- Stated goal -
Count the lines in the listing that follow that contain the string "below", with case mattering, and give only the number.

- Raw records -
---

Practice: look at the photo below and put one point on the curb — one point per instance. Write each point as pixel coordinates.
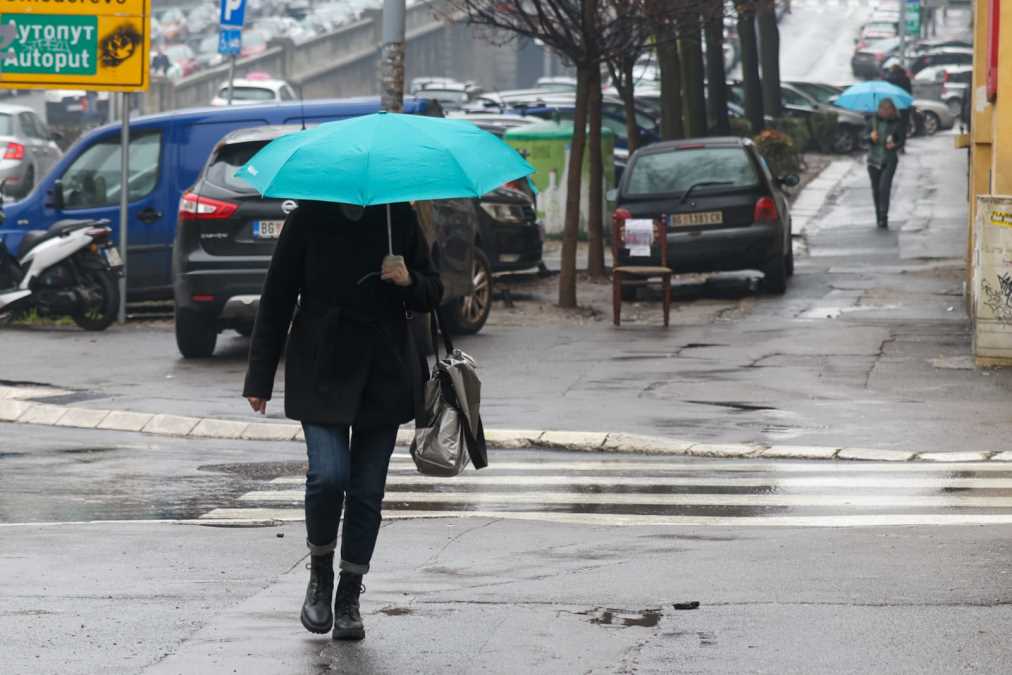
(16, 408)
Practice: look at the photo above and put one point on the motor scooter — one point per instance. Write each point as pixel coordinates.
(71, 269)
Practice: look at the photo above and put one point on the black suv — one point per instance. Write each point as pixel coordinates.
(725, 209)
(227, 232)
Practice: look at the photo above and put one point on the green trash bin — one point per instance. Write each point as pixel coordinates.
(546, 147)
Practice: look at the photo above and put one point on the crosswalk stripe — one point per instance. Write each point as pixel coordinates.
(901, 501)
(262, 515)
(767, 468)
(854, 482)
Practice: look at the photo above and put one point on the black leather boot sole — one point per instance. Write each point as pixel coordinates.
(319, 628)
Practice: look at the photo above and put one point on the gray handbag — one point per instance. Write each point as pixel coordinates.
(448, 430)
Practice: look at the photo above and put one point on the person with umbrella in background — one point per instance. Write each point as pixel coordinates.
(345, 275)
(887, 136)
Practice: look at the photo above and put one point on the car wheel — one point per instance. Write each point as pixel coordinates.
(100, 314)
(844, 141)
(195, 334)
(26, 183)
(775, 275)
(471, 312)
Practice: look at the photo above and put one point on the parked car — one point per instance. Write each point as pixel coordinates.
(227, 233)
(725, 209)
(946, 56)
(168, 151)
(869, 57)
(29, 150)
(249, 91)
(73, 107)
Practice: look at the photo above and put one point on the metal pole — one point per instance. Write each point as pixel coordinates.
(392, 57)
(903, 32)
(232, 76)
(123, 196)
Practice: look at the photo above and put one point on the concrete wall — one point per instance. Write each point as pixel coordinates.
(345, 63)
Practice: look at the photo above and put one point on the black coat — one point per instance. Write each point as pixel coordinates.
(350, 356)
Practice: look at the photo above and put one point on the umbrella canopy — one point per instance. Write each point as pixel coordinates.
(385, 158)
(865, 96)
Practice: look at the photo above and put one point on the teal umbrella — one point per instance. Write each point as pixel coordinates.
(384, 158)
(865, 96)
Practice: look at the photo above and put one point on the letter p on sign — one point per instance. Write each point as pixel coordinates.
(233, 12)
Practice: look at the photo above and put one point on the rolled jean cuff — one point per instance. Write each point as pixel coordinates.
(354, 568)
(321, 550)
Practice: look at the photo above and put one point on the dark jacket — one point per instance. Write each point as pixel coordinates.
(350, 356)
(878, 155)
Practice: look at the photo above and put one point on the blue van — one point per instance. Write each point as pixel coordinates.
(167, 152)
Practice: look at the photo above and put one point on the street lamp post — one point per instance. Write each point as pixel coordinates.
(392, 57)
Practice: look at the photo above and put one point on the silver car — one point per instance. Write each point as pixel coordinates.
(28, 148)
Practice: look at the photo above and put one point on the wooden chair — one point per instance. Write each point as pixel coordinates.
(618, 273)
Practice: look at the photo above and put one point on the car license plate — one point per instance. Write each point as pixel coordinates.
(111, 256)
(703, 218)
(267, 229)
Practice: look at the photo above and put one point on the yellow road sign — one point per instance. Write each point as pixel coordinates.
(100, 45)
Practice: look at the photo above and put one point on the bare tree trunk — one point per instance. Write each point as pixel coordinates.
(671, 90)
(627, 93)
(690, 45)
(595, 212)
(717, 76)
(750, 68)
(769, 52)
(571, 229)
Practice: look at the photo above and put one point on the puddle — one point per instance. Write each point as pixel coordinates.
(397, 611)
(646, 618)
(734, 405)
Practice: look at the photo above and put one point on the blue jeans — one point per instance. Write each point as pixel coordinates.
(347, 468)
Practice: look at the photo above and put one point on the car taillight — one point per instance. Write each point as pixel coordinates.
(619, 218)
(195, 207)
(14, 151)
(765, 212)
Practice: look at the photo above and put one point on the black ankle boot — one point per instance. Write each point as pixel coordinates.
(317, 616)
(347, 619)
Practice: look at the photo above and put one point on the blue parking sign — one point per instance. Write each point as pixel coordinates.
(230, 41)
(233, 13)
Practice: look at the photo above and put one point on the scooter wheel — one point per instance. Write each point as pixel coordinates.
(102, 313)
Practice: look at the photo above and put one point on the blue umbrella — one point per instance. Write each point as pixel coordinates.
(384, 158)
(865, 96)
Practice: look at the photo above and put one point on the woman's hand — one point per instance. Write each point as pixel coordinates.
(395, 271)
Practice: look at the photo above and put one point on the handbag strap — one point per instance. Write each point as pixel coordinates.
(436, 331)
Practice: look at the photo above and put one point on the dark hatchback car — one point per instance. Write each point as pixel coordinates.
(227, 233)
(725, 209)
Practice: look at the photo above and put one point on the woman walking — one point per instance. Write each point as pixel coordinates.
(350, 375)
(887, 137)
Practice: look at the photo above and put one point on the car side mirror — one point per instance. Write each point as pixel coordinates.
(58, 197)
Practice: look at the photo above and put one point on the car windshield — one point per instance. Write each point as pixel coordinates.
(675, 171)
(227, 162)
(248, 94)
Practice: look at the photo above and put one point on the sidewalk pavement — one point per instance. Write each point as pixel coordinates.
(869, 348)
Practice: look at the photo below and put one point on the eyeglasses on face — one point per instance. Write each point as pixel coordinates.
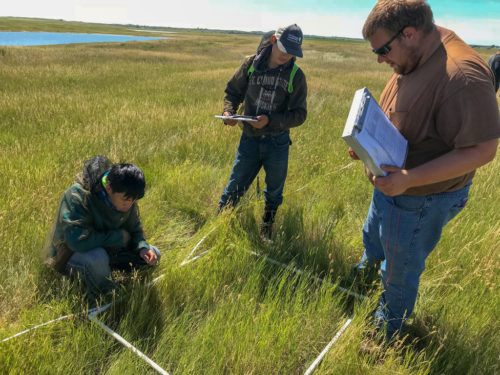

---

- Full solution -
2